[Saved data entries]
:::
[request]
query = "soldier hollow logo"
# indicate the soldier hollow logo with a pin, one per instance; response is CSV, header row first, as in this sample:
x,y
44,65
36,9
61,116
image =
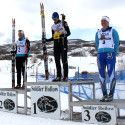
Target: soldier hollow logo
x,y
9,104
103,117
47,104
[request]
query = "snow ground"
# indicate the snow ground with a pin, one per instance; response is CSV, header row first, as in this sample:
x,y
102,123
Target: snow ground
x,y
84,64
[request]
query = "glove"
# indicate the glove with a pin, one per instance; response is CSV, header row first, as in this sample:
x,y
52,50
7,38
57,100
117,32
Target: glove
x,y
56,35
13,52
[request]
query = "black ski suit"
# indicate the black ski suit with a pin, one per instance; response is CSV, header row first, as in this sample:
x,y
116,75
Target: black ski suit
x,y
21,62
60,50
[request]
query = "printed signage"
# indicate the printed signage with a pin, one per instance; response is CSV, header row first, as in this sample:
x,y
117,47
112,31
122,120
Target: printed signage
x,y
99,114
8,101
45,101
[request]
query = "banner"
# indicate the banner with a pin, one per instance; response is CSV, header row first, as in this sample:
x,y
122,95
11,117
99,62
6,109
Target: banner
x,y
45,101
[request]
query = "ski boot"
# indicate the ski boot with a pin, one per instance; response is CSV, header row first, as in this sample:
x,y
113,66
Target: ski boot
x,y
18,86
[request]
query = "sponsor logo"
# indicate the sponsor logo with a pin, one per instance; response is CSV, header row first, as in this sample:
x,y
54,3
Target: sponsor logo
x,y
47,104
9,104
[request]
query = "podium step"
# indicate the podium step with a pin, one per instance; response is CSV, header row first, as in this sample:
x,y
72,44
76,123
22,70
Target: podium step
x,y
119,103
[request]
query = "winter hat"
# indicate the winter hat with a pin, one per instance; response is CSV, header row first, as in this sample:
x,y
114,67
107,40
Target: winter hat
x,y
105,18
55,15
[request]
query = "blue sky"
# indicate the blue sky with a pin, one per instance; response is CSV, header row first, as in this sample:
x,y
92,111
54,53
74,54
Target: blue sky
x,y
83,17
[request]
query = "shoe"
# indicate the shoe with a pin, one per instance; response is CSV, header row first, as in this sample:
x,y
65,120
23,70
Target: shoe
x,y
57,79
104,98
65,79
18,86
23,86
109,98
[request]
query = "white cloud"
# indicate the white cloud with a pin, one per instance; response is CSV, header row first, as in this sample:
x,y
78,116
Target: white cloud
x,y
80,14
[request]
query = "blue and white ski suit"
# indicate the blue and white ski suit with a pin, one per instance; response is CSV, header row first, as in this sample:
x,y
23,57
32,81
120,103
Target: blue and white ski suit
x,y
107,46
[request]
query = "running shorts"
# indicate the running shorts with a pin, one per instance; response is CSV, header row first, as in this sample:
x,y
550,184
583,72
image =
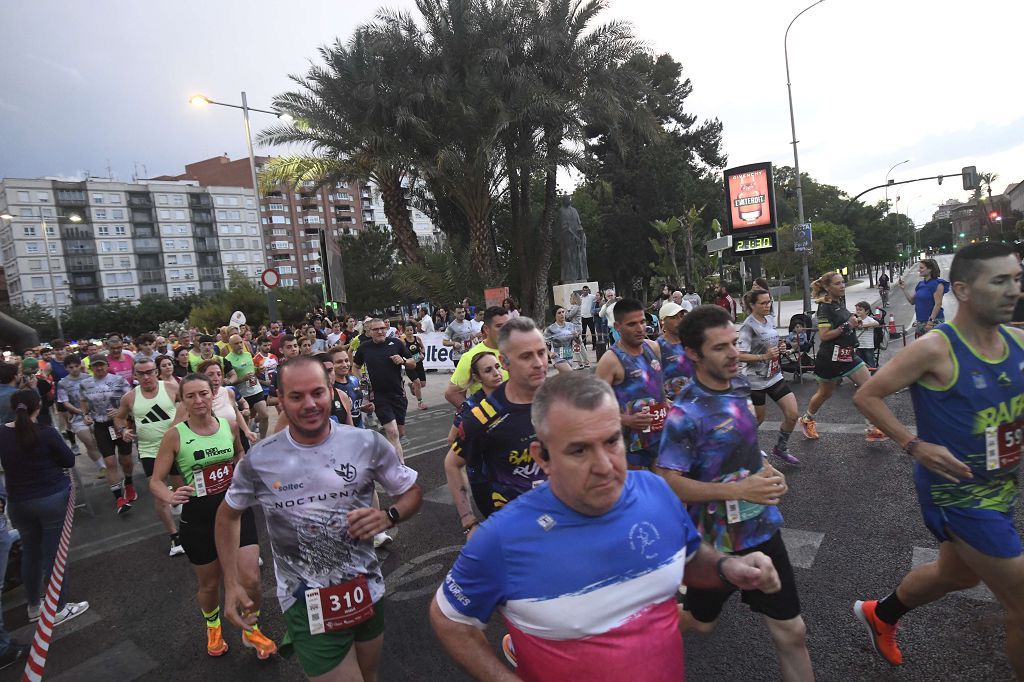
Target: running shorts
x,y
991,533
196,531
776,392
706,605
318,654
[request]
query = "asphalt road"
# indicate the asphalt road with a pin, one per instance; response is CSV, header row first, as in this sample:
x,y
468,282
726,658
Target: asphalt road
x,y
853,529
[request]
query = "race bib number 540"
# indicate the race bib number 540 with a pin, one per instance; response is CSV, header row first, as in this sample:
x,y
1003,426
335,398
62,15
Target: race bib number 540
x,y
339,606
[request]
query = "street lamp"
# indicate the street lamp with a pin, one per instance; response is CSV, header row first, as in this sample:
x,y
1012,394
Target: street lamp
x,y
887,181
796,157
203,100
73,217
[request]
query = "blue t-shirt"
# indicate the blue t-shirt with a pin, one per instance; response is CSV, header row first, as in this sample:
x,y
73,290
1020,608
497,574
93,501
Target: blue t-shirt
x,y
712,436
924,298
584,597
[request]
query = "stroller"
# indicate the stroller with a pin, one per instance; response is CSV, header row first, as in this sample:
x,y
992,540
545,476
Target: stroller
x,y
801,358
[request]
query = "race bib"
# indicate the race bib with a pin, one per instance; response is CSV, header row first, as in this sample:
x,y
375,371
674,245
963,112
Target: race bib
x,y
842,354
339,606
212,479
1003,445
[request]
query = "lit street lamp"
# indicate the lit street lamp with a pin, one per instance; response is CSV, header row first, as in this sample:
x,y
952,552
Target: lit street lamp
x,y
73,217
796,157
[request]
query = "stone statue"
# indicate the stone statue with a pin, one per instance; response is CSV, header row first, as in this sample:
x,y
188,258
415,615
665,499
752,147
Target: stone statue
x,y
573,243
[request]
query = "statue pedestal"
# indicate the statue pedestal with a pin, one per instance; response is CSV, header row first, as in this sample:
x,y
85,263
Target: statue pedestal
x,y
561,293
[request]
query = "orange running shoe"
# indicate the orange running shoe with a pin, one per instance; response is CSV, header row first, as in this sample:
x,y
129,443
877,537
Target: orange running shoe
x,y
810,428
215,644
883,635
255,639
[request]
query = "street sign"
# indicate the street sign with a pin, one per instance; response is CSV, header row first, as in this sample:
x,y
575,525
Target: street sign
x,y
719,244
802,238
270,278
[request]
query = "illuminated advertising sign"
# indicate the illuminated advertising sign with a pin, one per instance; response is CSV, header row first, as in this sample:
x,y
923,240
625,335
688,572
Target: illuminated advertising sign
x,y
755,244
750,192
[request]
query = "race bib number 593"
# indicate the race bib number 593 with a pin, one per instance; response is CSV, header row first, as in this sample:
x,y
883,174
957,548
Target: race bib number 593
x,y
339,606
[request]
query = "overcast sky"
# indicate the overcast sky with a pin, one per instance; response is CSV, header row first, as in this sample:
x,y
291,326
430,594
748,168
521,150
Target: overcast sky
x,y
90,84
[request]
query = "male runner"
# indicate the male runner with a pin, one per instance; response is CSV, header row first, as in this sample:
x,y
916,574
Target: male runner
x,y
634,371
100,394
585,567
968,394
711,459
152,407
315,482
247,381
495,436
384,359
461,385
677,368
459,335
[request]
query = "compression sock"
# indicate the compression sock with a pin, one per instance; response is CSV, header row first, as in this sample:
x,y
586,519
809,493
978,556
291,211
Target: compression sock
x,y
891,609
212,617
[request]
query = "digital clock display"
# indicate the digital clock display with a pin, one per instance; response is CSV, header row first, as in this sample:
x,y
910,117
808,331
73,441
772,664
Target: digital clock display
x,y
754,245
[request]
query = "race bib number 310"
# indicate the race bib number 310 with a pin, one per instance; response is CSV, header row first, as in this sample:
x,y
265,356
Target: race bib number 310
x,y
339,606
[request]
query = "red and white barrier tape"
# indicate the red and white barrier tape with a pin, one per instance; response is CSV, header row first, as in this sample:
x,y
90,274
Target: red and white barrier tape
x,y
44,631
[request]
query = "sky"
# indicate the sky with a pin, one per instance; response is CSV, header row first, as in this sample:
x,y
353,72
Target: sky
x,y
90,86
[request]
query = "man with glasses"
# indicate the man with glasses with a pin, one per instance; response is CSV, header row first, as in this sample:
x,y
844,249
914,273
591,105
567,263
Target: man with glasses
x,y
152,408
384,358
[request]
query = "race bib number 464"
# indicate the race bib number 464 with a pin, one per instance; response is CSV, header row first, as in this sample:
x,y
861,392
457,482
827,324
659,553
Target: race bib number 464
x,y
339,606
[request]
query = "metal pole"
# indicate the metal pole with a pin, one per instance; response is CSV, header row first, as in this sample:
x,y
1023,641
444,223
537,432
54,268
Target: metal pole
x,y
796,158
49,266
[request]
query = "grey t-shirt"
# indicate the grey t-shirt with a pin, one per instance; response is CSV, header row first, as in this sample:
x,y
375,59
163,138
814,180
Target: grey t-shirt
x,y
306,493
103,394
756,339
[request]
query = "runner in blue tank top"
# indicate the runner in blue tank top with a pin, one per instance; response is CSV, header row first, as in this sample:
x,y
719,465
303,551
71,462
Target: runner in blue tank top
x,y
967,381
634,371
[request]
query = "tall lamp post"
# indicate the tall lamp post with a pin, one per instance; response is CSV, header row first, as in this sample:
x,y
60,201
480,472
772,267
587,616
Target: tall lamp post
x,y
888,172
796,157
73,217
203,100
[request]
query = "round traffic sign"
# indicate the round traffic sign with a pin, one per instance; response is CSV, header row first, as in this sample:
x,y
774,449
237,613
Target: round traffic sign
x,y
270,278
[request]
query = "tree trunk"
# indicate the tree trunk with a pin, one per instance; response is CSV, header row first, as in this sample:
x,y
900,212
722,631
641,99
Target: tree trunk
x,y
398,216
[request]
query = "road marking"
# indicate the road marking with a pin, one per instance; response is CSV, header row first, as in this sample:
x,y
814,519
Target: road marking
x,y
404,574
802,546
927,555
122,662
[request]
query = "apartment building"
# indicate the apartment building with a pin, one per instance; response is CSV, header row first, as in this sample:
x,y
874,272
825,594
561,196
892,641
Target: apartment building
x,y
112,240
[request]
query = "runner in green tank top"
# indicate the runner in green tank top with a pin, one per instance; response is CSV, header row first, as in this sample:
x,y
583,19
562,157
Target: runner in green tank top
x,y
152,408
206,449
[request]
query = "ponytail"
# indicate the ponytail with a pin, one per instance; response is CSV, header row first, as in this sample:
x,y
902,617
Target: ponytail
x,y
25,403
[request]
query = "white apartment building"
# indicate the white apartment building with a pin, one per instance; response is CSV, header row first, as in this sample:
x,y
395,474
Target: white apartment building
x,y
122,241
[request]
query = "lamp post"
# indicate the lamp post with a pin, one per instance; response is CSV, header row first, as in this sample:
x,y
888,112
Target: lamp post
x,y
74,217
203,100
905,161
796,157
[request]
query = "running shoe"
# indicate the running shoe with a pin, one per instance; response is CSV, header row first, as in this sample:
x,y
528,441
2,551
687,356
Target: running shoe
x,y
810,428
875,434
509,650
784,455
215,644
883,635
255,639
71,610
176,549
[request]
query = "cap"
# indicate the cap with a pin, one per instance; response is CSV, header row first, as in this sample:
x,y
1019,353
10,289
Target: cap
x,y
671,309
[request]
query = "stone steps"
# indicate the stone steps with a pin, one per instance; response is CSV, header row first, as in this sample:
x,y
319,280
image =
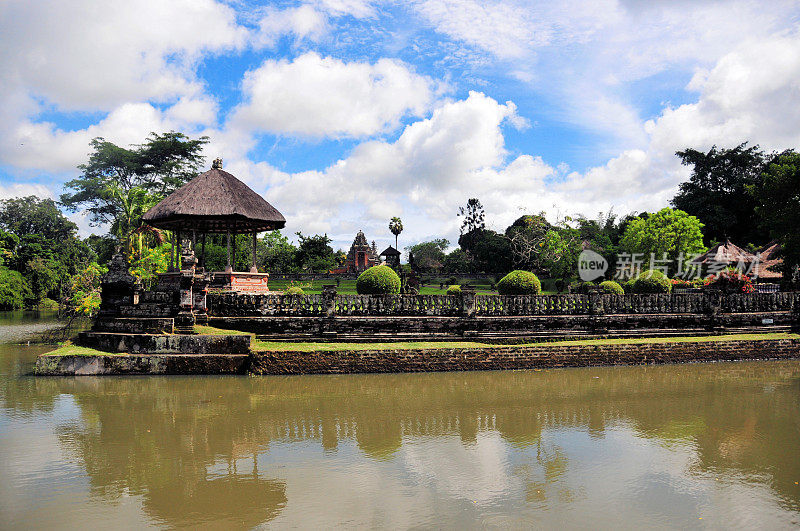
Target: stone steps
x,y
135,325
165,343
160,297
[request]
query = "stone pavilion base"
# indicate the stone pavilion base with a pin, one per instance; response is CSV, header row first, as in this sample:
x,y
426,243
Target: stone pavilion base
x,y
239,282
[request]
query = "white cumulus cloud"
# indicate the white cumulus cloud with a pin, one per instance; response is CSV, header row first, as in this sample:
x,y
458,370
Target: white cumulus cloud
x,y
321,96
:::
▶ [Goal of the exercise]:
List each line in the rows above that contains the string "orange".

▶ [Full response]:
query = "orange running shoe"
# indicate the orange running shoe with a pin, one per instance; response is CSV, header row first, as in this sample:
Target: orange running shoe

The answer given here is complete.